#### [Work required]
Give every line below again, exactly.

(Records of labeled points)

________________________

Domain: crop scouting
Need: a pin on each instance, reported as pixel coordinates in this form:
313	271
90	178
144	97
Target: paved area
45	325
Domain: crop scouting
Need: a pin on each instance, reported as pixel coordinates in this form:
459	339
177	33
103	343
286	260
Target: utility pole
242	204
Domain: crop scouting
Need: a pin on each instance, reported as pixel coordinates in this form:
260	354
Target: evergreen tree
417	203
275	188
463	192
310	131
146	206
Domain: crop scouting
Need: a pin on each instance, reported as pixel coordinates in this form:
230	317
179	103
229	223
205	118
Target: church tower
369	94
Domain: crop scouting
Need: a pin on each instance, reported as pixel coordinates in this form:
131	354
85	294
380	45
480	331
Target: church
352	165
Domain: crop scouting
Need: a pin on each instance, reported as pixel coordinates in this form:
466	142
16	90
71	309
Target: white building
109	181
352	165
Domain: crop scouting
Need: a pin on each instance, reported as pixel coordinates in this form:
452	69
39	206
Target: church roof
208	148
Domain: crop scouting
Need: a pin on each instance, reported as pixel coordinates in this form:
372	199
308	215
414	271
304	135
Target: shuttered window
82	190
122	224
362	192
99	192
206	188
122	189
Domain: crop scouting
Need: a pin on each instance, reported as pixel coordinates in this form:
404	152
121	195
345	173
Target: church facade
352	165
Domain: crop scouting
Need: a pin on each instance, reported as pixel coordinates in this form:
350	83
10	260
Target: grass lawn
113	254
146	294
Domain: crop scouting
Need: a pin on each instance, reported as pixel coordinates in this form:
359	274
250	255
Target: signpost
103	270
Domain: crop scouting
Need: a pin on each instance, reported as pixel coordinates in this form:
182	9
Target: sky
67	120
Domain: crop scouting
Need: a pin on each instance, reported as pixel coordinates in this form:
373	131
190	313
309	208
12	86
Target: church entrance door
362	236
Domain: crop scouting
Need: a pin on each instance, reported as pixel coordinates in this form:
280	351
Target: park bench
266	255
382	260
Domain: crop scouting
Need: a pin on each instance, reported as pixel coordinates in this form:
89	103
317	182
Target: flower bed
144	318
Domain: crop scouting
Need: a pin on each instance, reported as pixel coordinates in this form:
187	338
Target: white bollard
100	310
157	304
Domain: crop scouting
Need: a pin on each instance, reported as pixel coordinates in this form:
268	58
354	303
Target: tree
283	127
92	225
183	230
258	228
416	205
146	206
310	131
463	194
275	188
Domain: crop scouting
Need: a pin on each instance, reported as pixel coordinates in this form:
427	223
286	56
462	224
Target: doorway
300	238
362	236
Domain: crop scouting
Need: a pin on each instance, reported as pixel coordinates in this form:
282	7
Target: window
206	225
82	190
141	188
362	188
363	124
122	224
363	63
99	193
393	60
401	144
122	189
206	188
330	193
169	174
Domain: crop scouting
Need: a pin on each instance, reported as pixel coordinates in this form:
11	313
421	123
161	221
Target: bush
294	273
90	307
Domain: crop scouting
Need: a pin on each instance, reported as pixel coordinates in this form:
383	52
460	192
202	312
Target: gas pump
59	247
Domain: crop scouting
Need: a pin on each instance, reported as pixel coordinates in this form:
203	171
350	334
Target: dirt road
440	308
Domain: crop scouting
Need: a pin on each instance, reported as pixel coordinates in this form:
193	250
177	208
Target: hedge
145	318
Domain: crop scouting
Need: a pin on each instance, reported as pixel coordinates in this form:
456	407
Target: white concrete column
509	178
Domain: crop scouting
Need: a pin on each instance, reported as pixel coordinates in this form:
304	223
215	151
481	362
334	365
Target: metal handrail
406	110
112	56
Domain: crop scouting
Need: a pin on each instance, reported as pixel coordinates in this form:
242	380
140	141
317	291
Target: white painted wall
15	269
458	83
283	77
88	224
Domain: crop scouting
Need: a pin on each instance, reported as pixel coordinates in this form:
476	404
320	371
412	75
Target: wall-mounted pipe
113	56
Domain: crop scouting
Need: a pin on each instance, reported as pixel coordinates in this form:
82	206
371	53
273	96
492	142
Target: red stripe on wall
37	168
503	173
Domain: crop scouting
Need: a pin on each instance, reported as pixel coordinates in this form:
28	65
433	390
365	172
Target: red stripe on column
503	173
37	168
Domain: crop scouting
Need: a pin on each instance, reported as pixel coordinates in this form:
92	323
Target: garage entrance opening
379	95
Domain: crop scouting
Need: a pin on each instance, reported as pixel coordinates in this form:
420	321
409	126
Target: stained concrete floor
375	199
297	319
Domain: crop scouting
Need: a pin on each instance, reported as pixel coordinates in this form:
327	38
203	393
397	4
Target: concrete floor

________________________

#### [Solution below]
Domain: crop scouting
Need: a pin on each instance, reported as pixel coordinates in this form:
313	271
90	178
144	97
Target: paved area
45	325
Domain: crop scouting
Need: a pin on each instance, reported as pixel coordinates in this form:
459	339
177	33
103	343
286	260
Target: utility pole
242	204
Domain: crop scouting
Need: a pin on each instance, reported as pixel coordinates in this form:
260	354
Target: evergreen tree
417	203
275	188
463	192
310	131
146	206
Domain: crop scouting
Need: a pin on each instance, reported as pixel coordinates in this form:
230	317
179	103
229	223
205	118
Target: church tower
369	94
Domain: crop scouting
Need: a pin on each instance, reported as pixel coordinates in this form:
131	354
85	294
380	45
480	331
Target: church
352	165
Domain: crop scouting
Need: a pin on each instance, reported as pixel coordinates in this form:
466	142
16	90
71	309
Target: white building
109	181
352	165
Domain: crop scouting
Need: a pin on each instance, reported as pixel coordinates in this form:
452	69
39	206
Target: church roof
208	148
Domain: crop scouting
Need: a pin on each instance, reported as pixel coordinates in this form:
372	199
308	215
414	271
304	135
Target: shuttered window
82	190
122	224
362	192
99	192
206	188
122	189
Domain: crop scouting
Need: a pin on each instance, reported as pixel coordinates in this form:
404	152
121	195
345	173
Target: church facade
352	165
Domain: crop scouting
Need: a pin on each instance, reported as pixel coordinates in this form:
350	83
10	260
Target: grass lawn
113	254
146	294
Domain: crop scouting
Need: a pin on each instance, reported as pixel coordinates in this form:
359	274
250	255
Target: signpost
103	270
Domain: crop scouting
Need: a pin on each instance, reported as pixel coordinates in this form:
182	9
Target: sky
67	120
Domain: crop scouting
Need: a pin on each instance, reported as pixel coordinates in this form:
373	131
190	313
309	208
12	86
Target: church entrance door
362	236
Domain: crop scouting
Need: a pin on each instance, reported as pixel coordinates in this form:
280	351
Target: park bench
266	255
382	260
Domain: crop scouting
Need: a pin on each instance, reported as pixel coordinates in this form:
89	103
317	182
Target: flower bed
144	318
Domain: crop scouting
Need: a pin on each instance, reported as pixel coordinates in this form:
187	338
Target: white bollard
100	310
157	304
Domain: crop scouting
Need: a pin on each instance, reported as pixel coordinates in this form:
268	58
354	303
Target: tree
283	127
92	225
183	230
258	228
416	205
146	206
310	131
463	194
275	188
Domain: crop scouting
Need: a pin on each instance, reported as pixel coordinates in this form:
427	223
286	56
462	224
Target: doorway
300	238
362	236
Domain: crop scouting
Need: a pin on each instance, reported as pixel coordinates in this form:
282	7
Target: window
206	225
82	190
141	188
362	188
363	124
122	224
363	63
99	193
393	60
401	144
122	189
206	188
330	193
169	174
Domain: crop scouting
Need: a pin on each instance, reported as pixel coordinates in this form:
11	313
421	123
161	221
Target: bush
294	273
90	307
Domain: crop scouting
Need: a pin on each instance, reported as pixel coordinates in this form:
383	52
460	192
202	312
Target: gas pump
59	247
Domain: crop scouting
Need: a pin on each instance, reported as pixel coordinates in this form:
203	171
350	334
Target: dirt road
440	308
Domain: crop scouting
Need: a pin on each instance, reported as pixel coordinates in this form:
193	250
177	208
Target: hedge
145	318
Domain: crop scouting
Need: a pin on each instance, reported as pixel coordinates in this form:
456	407
Target: white concrete column
509	178
Domain: crop scouting
Need: a pin on each instance, reported as pixel coordinates in this form:
304	223
215	151
481	362
334	365
Target: metal handrail
406	110
112	56
Domain: crop scouting
Need: a pin on each instance, reported as pixel coordinates in this form:
242	380
140	141
317	291
Target: white painted wall
15	269
458	83
283	77
88	224
Domain: crop scouting
Need: a pin on each instance, reported as pixel coordinates in this form:
476	404
320	371
412	75
Target: wall-mounted pipe
113	56
Domain: crop scouting
Need: a pin on each instance, reported as pixel coordinates in this form:
82	206
371	53
273	96
492	142
Target: red stripe on wall
37	168
503	173
Domain: crop scouting
Need: a pin on each instance, reported as pixel coordinates in this form:
28	65
433	390
365	172
Target: red stripe on column
503	173
37	168
Domain: crop scouting
Need: a pin on each instance, reported as pixel coordinates in this form:
92	323
Target: garage entrance opening
379	95
Domain: crop scouting
Need: a pin on each instance, reported as pixel coordinates in this form:
420	321
409	126
Target: stained concrete floor
375	199
297	319
Domain: crop scouting
Need: a pin on each instance, reported as pixel coordinates in this form:
327	38
203	393
397	4
Target: concrete floor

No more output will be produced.